Exercise: Your task is to set down the line containing "quick q — where's the vertical" and every later line of the entries, word for word, including the last.
▼
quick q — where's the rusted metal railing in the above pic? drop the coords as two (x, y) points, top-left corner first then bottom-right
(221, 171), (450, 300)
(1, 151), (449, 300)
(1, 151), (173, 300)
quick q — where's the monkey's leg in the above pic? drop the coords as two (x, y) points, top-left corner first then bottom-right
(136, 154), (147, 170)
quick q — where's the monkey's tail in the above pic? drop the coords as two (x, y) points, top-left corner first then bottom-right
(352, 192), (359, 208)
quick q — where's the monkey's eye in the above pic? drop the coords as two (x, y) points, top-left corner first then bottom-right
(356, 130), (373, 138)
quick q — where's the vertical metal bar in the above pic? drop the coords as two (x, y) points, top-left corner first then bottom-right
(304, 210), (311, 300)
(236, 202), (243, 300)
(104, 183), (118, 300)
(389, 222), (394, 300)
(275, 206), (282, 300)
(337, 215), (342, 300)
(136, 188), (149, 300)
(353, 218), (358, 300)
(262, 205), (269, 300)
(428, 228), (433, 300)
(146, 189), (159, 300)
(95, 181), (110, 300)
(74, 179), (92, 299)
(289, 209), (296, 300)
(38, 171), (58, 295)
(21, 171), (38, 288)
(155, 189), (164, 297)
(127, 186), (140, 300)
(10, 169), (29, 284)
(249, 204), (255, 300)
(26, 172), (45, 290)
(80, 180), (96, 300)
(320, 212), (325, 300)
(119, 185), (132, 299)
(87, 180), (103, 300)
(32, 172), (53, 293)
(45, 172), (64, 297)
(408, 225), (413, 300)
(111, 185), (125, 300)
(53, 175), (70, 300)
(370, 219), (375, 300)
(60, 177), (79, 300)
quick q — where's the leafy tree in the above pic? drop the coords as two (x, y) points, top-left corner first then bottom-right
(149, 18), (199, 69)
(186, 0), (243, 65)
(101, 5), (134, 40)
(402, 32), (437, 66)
▲
Problem solution:
quick q — where's the vertical metal bar in the above pic? drop the coords as two (x, y) points, top-left corner first then bottom-right
(304, 210), (311, 300)
(236, 202), (243, 300)
(104, 183), (118, 300)
(389, 222), (394, 300)
(275, 206), (282, 300)
(337, 215), (342, 300)
(136, 188), (149, 300)
(353, 218), (358, 300)
(262, 205), (269, 300)
(428, 228), (433, 300)
(146, 189), (159, 300)
(95, 181), (110, 300)
(74, 179), (92, 299)
(289, 209), (296, 300)
(38, 171), (58, 295)
(21, 171), (38, 288)
(155, 189), (164, 297)
(127, 186), (140, 300)
(10, 169), (29, 284)
(249, 204), (255, 300)
(26, 172), (45, 290)
(80, 180), (96, 300)
(320, 212), (325, 300)
(119, 185), (132, 299)
(87, 180), (103, 300)
(32, 172), (53, 293)
(45, 172), (64, 297)
(408, 225), (413, 300)
(111, 185), (125, 300)
(53, 175), (70, 300)
(370, 219), (375, 300)
(60, 177), (79, 300)
quick q — where's the leafy tree in the above pic? drop the coords as two (x, y) points, top-left corner first then bottom-right
(149, 18), (199, 69)
(186, 0), (243, 65)
(101, 5), (134, 40)
(402, 32), (437, 66)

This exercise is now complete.